AIM OF THE EXERCISE » Which lines hold the word "below"? Copy each of them from the material.
────────────────────
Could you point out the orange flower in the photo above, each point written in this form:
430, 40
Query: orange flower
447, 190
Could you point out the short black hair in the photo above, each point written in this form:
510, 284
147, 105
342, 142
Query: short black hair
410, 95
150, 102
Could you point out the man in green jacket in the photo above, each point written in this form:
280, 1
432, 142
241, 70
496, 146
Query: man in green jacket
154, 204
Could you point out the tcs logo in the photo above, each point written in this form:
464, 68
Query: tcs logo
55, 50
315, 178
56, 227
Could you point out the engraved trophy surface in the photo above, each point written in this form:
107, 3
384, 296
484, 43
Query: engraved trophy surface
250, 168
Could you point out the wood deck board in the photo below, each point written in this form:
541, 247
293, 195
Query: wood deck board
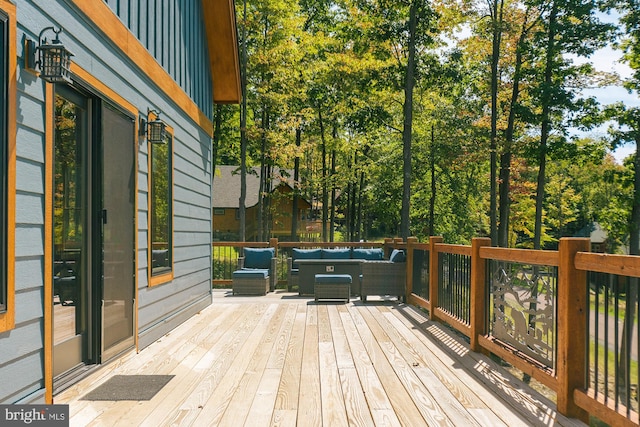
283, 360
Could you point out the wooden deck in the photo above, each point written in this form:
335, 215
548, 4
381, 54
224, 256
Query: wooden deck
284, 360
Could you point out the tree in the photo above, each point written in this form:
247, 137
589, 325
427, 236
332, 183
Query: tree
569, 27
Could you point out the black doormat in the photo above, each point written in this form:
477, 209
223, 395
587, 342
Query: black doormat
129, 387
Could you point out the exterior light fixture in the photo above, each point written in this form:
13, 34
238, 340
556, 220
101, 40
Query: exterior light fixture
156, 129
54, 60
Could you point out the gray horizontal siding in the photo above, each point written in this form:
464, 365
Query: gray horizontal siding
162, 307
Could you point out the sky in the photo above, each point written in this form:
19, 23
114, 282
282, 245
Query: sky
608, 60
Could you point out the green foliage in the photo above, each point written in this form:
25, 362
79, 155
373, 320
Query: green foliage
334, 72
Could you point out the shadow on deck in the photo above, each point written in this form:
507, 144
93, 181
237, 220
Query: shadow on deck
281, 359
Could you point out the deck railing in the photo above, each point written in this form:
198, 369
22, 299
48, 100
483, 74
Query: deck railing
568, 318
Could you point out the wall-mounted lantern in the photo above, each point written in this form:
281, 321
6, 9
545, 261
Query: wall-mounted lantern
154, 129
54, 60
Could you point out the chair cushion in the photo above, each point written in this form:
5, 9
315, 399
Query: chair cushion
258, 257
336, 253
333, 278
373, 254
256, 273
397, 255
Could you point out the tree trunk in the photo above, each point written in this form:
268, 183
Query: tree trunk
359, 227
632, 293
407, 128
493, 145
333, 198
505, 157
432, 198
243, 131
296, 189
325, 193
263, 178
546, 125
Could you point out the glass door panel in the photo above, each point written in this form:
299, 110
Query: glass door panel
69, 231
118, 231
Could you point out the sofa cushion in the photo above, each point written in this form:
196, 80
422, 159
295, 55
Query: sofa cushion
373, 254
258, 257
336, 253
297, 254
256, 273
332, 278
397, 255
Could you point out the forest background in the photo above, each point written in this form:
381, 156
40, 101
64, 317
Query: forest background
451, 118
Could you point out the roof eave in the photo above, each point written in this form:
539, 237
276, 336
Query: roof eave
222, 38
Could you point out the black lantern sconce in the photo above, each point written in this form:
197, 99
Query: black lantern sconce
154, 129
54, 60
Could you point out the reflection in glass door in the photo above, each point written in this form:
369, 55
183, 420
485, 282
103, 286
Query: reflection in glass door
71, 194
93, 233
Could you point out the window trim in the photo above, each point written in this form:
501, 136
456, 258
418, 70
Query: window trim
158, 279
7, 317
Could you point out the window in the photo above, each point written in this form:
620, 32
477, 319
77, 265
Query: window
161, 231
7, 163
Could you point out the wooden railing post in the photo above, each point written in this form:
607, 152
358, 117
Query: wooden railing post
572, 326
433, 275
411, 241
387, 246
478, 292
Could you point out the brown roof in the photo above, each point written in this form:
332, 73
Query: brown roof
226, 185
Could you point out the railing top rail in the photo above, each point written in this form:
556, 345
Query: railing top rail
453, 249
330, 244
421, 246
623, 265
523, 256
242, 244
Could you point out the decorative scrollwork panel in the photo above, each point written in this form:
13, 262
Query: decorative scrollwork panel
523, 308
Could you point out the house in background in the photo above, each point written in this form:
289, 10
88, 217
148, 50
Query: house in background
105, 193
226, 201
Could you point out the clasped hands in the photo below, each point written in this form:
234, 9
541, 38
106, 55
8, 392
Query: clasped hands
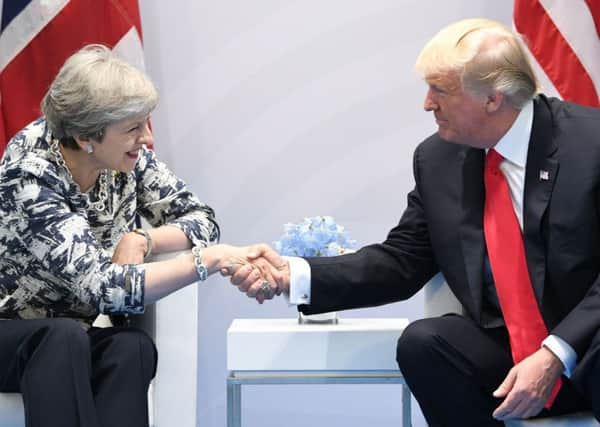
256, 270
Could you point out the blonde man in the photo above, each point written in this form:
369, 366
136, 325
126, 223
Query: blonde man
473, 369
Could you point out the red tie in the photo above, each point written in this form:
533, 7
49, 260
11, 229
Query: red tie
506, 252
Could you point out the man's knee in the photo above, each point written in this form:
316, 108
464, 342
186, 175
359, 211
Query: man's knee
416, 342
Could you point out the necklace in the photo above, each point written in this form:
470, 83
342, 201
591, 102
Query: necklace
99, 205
────────────────────
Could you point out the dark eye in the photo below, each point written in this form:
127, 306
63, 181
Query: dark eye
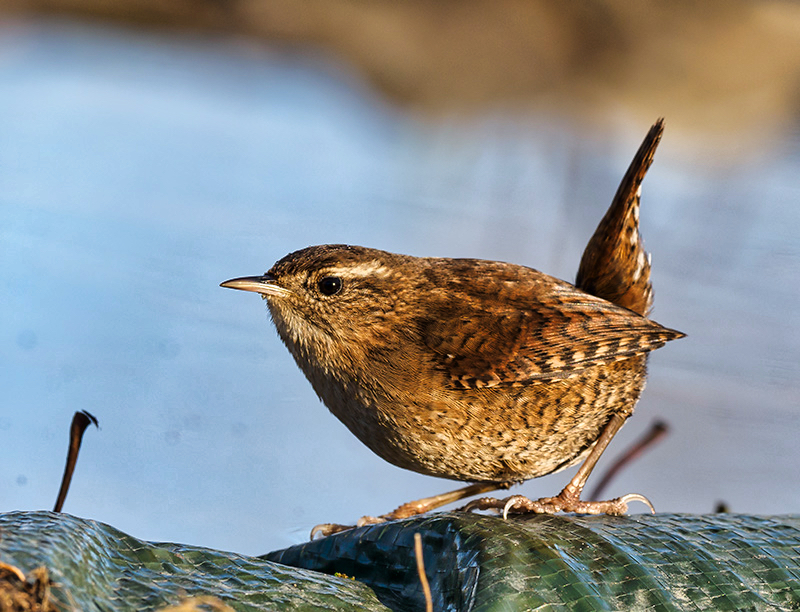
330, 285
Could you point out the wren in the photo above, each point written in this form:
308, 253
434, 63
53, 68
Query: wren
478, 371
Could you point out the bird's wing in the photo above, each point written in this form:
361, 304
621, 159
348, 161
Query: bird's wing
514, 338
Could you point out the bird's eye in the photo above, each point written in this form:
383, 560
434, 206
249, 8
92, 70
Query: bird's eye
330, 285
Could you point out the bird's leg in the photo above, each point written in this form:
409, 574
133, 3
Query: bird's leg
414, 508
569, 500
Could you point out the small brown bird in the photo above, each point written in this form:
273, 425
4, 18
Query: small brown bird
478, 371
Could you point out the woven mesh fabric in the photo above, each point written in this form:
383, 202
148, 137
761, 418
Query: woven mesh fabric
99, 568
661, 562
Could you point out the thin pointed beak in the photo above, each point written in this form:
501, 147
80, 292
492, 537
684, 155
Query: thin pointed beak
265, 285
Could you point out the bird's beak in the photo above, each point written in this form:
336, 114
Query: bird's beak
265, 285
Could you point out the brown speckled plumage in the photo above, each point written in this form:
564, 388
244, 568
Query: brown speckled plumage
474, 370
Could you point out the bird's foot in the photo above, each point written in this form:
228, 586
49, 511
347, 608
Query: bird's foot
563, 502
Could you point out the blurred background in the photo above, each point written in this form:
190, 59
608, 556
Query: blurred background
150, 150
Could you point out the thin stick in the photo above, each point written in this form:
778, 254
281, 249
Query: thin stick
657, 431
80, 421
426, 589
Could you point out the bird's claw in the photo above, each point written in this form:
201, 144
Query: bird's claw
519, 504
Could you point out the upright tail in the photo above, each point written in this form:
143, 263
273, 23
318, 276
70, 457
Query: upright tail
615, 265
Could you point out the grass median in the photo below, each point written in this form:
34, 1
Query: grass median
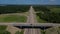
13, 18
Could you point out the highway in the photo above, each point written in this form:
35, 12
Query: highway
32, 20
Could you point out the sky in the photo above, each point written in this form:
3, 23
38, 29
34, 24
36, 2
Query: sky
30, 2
────────────────────
EXPECTED ANSWER »
Could you point out the wood deck board in the photo below, each point written in this form:
Could you point out the clasped hands in the photo below, each point written in this form:
Could you point out the dark eye in the photo below, each point written in this form:
Could you point out the grass median in the photo below, each point written in this form:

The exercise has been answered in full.